■ **Task prompt**: Reproduce every row below word for word.

──────── Material for the task ────────

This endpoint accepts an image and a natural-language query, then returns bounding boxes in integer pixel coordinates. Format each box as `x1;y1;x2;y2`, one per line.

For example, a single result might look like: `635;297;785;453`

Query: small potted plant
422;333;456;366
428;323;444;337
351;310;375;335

────────

■ **Answer to this exercise**:
This endpoint accepts an image and a natural-language query, then returns bounding boxes in integer pixel coordinates. Format each box as `x1;y1;x2;y2`, one per line.

For example, a single result might look like: `635;297;785;453`

Query: small potted plant
422;333;456;366
428;323;444;337
351;310;375;335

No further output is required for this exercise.